## TASK LIST
1. Print everything in the Vision 2030 article from "RIYADH: Saudi Arabia’s" down to "a top official.".
2. In the Vision 2030 article, how many places did Saudi Arabia rise in the World Bank's Logistics Performance Index?

## EXCERPTED TEXT
Vision 2030 will improve connectivity between continents and enhance international trade: NIDLP CEO

Vision 2030 will improve connectivity between continents and enhance international trade: NIDLP CEO

RIYADH: Saudi Arabia’s Vision 2030 blueprint will have a profound impact beyond the Kingdom as it improves connectivity between continents and enhances international trade, said a top official. 

Speaking at an event organized at the King Abdullah Petroleum Studies and Research Center on Tuesday, Suliman Al-Mazroua, CEO of the National Industrial Development and Logistics Program, said that the Kingdom had witnessed several monumental changes in its economy since the launch of Vision 2030. 

“Vision 2030 impacts are not limited to Saudi Arabia. Becoming an industrial powerhouse and a global logistics hub will open new possibilities for products and markets. It will also improve connectivity between continents and enhance international trade. Therefore, we continue to invite the international community to be part of our journey,” said Al-Mazroua. 

He added: “Since Vision 2030 was launched, we started to enjoy the fruits of it across all aspects of our lives. Foreign direct investments in Saudi Arabia doubled. Private sector contribution to the GDP (gross domestic product) doubled.” 

Highlighting the growth of Saudi Arabia in the transport sector, Al-Mazroua revealed that Saudi Arabia had jumped 17 places in the Logistics Performance Index released by the World Bank last April. 

The index showed Saudi Arabia reaching the 38th spot, excelling in performance efficiency through several sub-indicators, including logistics competence, tracking, timeliness, customs, infrastructure and international shipments indices. 

According to Al-Mazroua, Saudi Arabia’s National Logistics Strategy, launched by Crown Prince Mohammed bin Salman in 2021, is one of the key drivers behind this growth. 

The strategy aims to position the Kingdom as a global logistics hub connecting three continents and improve all transportation services while improving the capabilities of Saudi Arabia’s air cargo sector by doubling its capacity to more than 4.5 million tons by 2030. 

“The customs used to take 288 hours, and now it takes two hours. We are among the best when it comes to processing, both in and out of the country,” said Al-Mazroua.

## PROVIDED INFORMATION
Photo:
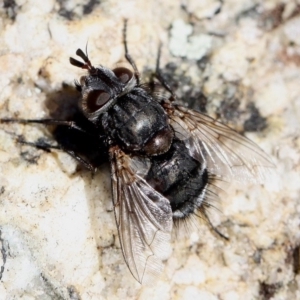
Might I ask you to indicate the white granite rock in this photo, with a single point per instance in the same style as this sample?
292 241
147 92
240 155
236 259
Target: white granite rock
58 234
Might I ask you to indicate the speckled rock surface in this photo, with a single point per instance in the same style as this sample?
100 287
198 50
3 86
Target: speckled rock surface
240 60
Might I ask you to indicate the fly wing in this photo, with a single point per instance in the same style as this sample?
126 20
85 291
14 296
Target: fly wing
143 217
228 154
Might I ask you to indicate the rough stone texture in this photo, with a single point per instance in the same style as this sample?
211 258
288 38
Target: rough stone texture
58 234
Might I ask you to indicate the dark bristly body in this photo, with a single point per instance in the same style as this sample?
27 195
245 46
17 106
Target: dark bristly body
164 158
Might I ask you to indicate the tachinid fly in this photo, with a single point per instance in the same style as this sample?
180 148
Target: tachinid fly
163 158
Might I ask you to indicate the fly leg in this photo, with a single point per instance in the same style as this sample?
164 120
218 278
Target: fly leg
128 56
42 145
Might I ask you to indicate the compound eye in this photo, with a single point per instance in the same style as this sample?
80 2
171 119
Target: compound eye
96 99
123 74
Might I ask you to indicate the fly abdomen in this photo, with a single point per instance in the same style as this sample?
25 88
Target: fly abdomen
180 178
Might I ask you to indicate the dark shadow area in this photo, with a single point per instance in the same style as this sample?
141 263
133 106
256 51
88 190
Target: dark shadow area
88 143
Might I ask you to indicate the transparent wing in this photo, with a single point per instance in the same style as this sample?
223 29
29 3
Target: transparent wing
143 217
228 154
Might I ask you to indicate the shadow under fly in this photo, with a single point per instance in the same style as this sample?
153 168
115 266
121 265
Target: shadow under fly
166 160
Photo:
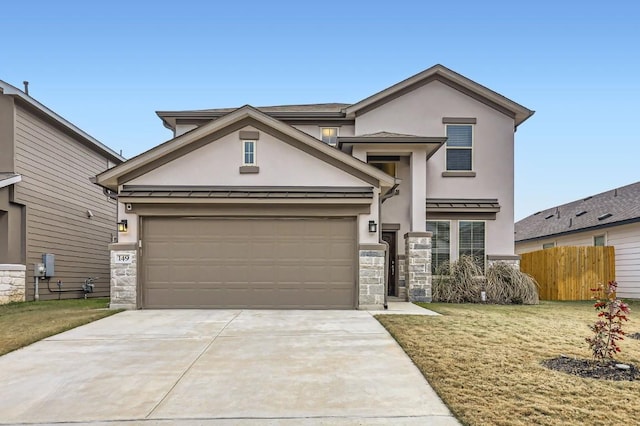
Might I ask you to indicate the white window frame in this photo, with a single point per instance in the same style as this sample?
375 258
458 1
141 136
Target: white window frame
450 222
484 260
337 129
447 148
245 152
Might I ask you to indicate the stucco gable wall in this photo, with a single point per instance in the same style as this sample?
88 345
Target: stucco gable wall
420 112
218 163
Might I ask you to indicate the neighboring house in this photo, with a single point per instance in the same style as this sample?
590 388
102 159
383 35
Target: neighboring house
317 206
611 218
48 204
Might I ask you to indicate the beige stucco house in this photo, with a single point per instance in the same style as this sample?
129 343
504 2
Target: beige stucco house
47 203
611 218
325 206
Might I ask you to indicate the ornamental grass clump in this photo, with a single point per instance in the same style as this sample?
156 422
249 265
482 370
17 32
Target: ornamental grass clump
462 281
607 331
508 285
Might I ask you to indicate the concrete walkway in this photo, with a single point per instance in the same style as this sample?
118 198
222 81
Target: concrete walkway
221 367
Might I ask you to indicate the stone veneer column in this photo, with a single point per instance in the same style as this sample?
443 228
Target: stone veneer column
402 277
12 283
508 259
418 266
371 276
124 276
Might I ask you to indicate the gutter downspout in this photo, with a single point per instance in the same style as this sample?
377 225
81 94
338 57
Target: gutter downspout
390 193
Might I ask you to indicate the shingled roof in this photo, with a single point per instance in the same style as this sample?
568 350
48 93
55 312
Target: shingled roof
614 207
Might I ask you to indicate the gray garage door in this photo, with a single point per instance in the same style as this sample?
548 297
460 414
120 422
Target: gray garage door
248 263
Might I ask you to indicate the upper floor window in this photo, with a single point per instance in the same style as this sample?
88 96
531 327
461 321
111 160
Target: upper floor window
249 153
459 147
471 241
329 135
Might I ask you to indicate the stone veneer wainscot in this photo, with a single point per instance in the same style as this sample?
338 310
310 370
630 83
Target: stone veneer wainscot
123 276
12 283
418 266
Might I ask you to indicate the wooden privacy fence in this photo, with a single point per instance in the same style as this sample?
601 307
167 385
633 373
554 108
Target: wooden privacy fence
568 273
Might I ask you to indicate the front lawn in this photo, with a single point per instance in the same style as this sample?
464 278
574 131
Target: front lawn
27 322
484 362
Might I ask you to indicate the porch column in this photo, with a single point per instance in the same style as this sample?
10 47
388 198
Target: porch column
418 190
124 279
371 276
418 266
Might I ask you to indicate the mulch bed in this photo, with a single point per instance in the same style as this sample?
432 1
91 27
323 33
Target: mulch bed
592 370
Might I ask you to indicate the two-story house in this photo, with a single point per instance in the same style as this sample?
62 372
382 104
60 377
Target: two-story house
317 206
48 205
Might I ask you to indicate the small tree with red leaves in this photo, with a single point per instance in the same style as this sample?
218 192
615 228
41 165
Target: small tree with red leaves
608 329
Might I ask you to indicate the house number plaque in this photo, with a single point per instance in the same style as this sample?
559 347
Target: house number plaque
123 258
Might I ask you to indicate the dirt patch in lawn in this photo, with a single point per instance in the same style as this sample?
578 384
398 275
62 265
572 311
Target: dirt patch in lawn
594 370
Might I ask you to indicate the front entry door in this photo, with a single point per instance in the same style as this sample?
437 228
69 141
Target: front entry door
390 238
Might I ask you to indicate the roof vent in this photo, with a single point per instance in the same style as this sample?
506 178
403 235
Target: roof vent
604 216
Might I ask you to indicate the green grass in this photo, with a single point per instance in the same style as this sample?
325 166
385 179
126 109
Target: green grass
27 322
484 362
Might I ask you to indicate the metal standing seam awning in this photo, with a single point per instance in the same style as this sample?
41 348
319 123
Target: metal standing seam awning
455 205
225 192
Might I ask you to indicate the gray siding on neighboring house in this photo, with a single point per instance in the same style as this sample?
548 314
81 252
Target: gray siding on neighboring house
56 190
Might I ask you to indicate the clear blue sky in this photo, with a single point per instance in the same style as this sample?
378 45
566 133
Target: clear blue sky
108 66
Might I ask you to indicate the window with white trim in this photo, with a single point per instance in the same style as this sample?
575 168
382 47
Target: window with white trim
329 135
459 147
249 153
471 240
440 243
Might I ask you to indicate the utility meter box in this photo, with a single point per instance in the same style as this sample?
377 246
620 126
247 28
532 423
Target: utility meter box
38 270
48 260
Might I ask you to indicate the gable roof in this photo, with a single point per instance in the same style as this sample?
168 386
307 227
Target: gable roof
342 111
329 111
445 75
42 110
610 208
242 117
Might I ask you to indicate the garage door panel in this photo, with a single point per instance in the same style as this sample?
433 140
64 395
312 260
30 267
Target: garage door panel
248 263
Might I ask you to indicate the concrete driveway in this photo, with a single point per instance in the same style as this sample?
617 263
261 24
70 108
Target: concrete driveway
219 367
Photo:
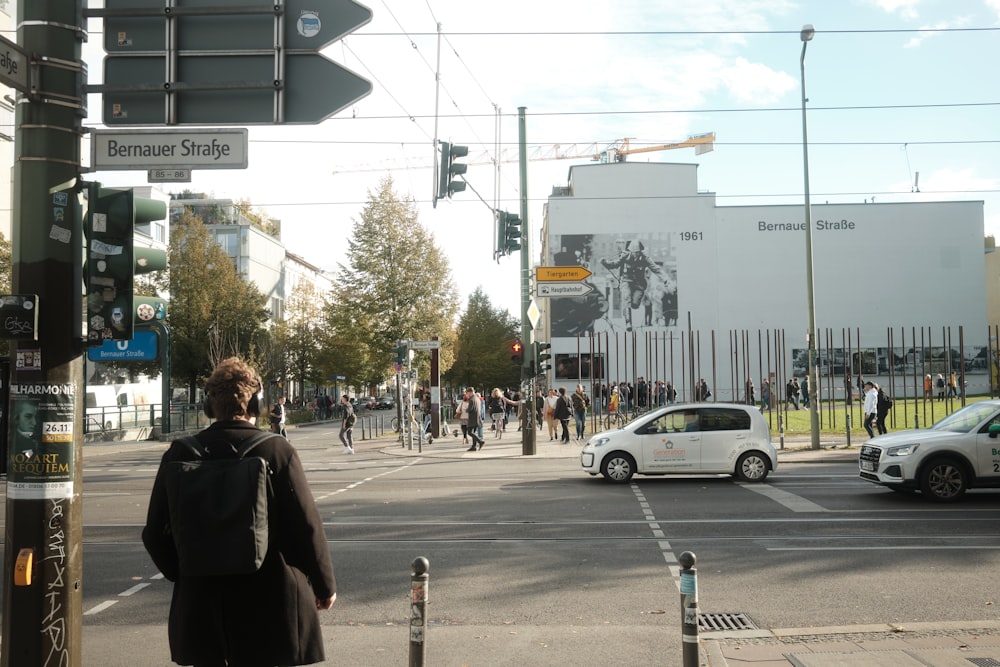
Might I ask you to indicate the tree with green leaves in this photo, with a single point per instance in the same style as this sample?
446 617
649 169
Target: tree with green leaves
483 346
299 335
395 285
213 313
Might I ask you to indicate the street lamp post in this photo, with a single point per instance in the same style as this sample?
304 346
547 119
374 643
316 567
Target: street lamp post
807 33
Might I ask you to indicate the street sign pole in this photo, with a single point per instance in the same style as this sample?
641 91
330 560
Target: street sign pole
43 562
529 432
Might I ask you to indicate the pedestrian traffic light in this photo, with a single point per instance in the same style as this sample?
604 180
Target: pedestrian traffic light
447 183
112 260
500 238
512 236
543 357
517 352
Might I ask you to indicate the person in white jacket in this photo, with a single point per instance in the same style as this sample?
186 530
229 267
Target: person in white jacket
871 408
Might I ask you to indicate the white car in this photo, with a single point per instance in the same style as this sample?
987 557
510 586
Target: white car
703 438
960 452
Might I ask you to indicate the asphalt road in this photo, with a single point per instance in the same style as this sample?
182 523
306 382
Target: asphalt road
534 562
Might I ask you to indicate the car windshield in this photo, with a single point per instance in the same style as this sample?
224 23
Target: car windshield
966 419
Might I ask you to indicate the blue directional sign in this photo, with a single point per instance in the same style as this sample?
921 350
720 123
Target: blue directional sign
142 347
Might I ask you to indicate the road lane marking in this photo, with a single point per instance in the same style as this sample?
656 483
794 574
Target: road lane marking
355 485
99 608
132 591
789 500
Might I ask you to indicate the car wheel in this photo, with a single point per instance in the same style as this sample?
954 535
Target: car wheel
618 467
944 480
752 467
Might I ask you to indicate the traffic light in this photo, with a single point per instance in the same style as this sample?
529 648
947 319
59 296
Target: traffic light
543 357
500 239
517 352
447 183
399 354
112 260
512 238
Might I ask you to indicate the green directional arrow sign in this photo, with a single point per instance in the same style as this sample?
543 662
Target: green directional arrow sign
314 89
229 25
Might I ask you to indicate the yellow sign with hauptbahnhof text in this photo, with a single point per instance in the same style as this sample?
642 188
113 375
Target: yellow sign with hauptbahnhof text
560 273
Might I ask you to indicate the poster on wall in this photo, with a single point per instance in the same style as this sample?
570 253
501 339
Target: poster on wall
634 279
40 463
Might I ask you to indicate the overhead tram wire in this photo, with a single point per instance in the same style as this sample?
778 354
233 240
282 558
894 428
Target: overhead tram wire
788 195
409 116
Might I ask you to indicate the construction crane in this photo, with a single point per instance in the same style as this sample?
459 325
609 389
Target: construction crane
598 151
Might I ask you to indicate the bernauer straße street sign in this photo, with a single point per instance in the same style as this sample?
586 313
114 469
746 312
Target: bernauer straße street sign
226 62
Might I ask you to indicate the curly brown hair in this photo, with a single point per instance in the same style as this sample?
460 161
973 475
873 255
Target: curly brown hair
230 387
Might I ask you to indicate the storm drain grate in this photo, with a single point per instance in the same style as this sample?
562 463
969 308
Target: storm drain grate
724 622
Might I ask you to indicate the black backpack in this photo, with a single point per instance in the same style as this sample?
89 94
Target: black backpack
218 509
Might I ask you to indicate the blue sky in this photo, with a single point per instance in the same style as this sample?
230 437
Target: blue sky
895 87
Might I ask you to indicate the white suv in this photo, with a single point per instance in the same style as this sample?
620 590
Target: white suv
960 452
704 438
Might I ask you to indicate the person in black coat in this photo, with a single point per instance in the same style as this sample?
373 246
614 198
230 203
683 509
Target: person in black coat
563 413
268 617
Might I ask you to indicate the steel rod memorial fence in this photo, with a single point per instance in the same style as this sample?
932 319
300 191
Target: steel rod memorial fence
907 362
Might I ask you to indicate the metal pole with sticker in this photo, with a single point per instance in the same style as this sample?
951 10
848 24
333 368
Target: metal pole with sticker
418 612
689 609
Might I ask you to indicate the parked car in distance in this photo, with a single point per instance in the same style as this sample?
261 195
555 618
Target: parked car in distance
960 452
698 438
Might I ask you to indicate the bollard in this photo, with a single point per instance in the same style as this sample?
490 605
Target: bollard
418 612
689 609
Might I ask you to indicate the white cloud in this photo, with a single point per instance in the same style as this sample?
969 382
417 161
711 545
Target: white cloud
907 9
755 83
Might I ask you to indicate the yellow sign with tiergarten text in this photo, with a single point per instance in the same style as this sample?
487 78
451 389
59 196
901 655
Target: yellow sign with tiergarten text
561 273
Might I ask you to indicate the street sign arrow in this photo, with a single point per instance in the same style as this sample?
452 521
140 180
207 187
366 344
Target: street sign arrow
229 25
14 66
562 289
561 273
228 90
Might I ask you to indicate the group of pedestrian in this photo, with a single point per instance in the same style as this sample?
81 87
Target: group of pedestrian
942 385
559 409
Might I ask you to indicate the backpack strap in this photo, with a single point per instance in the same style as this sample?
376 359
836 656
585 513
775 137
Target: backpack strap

## WRITTEN ANSWERS
1.
RIYADH: Saudi Arabia’s Vision 2030 blueprint will have a profound impact beyond the Kingdom as it improves connectivity between continents and enhances international trade, said a top official.

2. 17 places